__STATED PROBLEM A__: In the records below, report every line that contains the word "Give", copying each such line in full.

There he practiced what he now calls "cleansing" violence. If rebellion was the only way to rid Uganda of its rapacious despots, he would lead one. Starting in early 1981 with 30 men and 27 stolen rifles, he entered Kampala five years later as the head of a highly motivated, highly disciplined army of more than 10,000.

In the years since, Museveni has had no compunction about supporting similar campaigns in neighboring countries. The West has generally looked the other way, despite unspoken rules forbidding meddling across Africa's delicate borders. But Museveni believes African rulers have not only the right but the duty to intervene when they see a just cause. The Ugandan leader befriended Kagame when exiled Rwandan Tutsi raised their children among Museveni's Ankole tribe and the two later fought together in the Ugandan bush. Kagame even served in Uganda's army from 1986 to 1990. When the time came to lead an invasion of Rwanda, Kagame relied on Museveni's moral and material help, including arms. While Museveni insists he "wasn't looking" for the opportunity to dislodge longtime strongman Mobutu Sese Seko from Zaire, when the chance came he joined with Kagame to mastermind the revolt. With Washington's tacit consent, he supplies weapons and training to the Sudanese guerrilla bands of Garang, who went to university with Museveni and who even sent his own troops to fight. But Museveni is not just helping his buddies: he wants quiet, friendly borders in order to shut down three guerrilla groups that continue to plague parts of northern and western Uganda.

Now there are rumors of military intervention in Burundi. Talks to arrange power sharing between warring Tutsi and Hutu factions are faltering, economic sanctions have not cooled the fighting and the violence threatens to spill over into Tanzania. Museveni told TIME that before U.S. ambassador Michael Southwick left Kampala at the end of July, he delivered a "verbal note" warning Uganda against exercising a military option in Burundi. Says Museveni: "I ignored it." The Ugandan President has also been told by Washington to keep out of Kenya, where riots are undermining the increasingly troubled regime of Daniel arap Moi, or the U.S. would "drop him like a hot potato." Though his antipathy for Moi is common knowledge, Museveni has lately bent over backward to bring Moi into the East African Cooperation, an off-again, on-again economic pact among Uganda, Kenya and Tanzania, and he seems unlikely to wreck that. But an aide to Rwanda's Kagame told TIME: "Moi will go. Perhaps not with elections."

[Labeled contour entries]
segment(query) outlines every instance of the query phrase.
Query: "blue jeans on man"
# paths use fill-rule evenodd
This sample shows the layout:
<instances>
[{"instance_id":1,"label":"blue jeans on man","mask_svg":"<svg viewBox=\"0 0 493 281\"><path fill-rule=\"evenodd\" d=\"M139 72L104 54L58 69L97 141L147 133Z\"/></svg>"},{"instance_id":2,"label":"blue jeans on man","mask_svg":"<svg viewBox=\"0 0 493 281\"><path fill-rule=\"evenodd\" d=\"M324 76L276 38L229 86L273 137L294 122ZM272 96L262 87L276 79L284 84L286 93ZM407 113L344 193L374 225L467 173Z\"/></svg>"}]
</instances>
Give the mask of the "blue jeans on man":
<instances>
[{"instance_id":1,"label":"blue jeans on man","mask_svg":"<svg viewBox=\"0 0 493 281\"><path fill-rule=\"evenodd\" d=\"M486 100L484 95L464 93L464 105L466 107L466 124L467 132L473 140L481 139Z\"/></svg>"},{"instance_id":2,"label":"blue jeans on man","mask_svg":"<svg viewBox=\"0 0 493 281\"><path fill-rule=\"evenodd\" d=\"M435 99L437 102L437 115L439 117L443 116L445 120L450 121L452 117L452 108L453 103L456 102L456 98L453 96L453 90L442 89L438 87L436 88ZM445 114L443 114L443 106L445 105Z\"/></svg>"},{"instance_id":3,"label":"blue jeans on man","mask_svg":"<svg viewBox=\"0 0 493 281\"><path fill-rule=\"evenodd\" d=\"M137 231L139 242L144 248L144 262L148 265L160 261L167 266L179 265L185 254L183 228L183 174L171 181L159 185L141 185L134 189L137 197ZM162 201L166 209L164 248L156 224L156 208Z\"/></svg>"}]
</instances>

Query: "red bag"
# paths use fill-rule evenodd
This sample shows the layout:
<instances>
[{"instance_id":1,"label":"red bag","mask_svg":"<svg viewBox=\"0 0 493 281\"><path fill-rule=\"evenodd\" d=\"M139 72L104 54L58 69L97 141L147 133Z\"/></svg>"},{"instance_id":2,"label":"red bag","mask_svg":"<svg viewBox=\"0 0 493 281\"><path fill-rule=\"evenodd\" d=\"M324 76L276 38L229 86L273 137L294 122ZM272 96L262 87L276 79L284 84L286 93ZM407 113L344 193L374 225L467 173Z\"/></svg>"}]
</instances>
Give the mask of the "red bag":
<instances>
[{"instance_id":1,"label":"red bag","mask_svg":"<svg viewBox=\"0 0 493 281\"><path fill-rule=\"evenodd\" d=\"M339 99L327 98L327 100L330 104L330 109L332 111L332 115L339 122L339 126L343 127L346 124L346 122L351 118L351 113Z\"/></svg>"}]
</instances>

__STATED PROBLEM B__: Extend the passage about Museveni's regional interventions, starting right after its final sentence.

__TASK ANSWER A__:
Give the mask of the "blue jeans on man":
Give the mask of the "red bag":

__TASK ANSWER B__:
Museveni is unabashedly no democrat, at least by U.S. standards. When at age 41 he took Kampala, he had long been disillusioned with the divisive, sectarian politics of Uganda. Instead the country needed a system that discouraged tribal rivalry. He made his National Resistance Movement the sole legal political structure.

The new leader welcomed members of the other parties into his government but banned all further party activities. He copied a system he saw Frelimo use in Mozambique, organizing the population into a hierarchy of governmental committees to which members were elected as individuals, not party members. The U.S. accepted it when Museveni called this system an indigenous democracy, even when he won the presidency in 1996 by the same method of no-party elections. But last month Southwick blasted new legislation institutionalizing the system as "the functional equivalent of a one-party state." He is worried that the economically liberal President is moving toward political authoritarianism, making him "a bit dangerous" as a regional model.

Museveni called Southwick's noisy exit "rude." He is tired of the "shallowness" of Western thinking that demands that Uganda instantly model its politics on the U.S. "Unless you say all the societies in the whole world are uniform, then you cannot say their political management must be uniform," says Museveni. He believes Uganda has not "evolved" to the stage of development where multiparty democracy is possible or successful; it is still a preindustrial society that does not have enough of the well-off, well-educated middle class upon which Western democracy rests, so parties form along tribal, sectarian lines. Those are the divisions that have kept Uganda in a state of chaos for centuries, so multiparty elections "are not our concern," he says; modernization of the economy is. "That is what builds the middle class," says Museveni. "When you have that, the politics will eventually follow." While Museveni may be a gentler leader than his predecessors, critics say he is merely smarter at justifying authoritarian rule and making himself, not institutions, the country's core.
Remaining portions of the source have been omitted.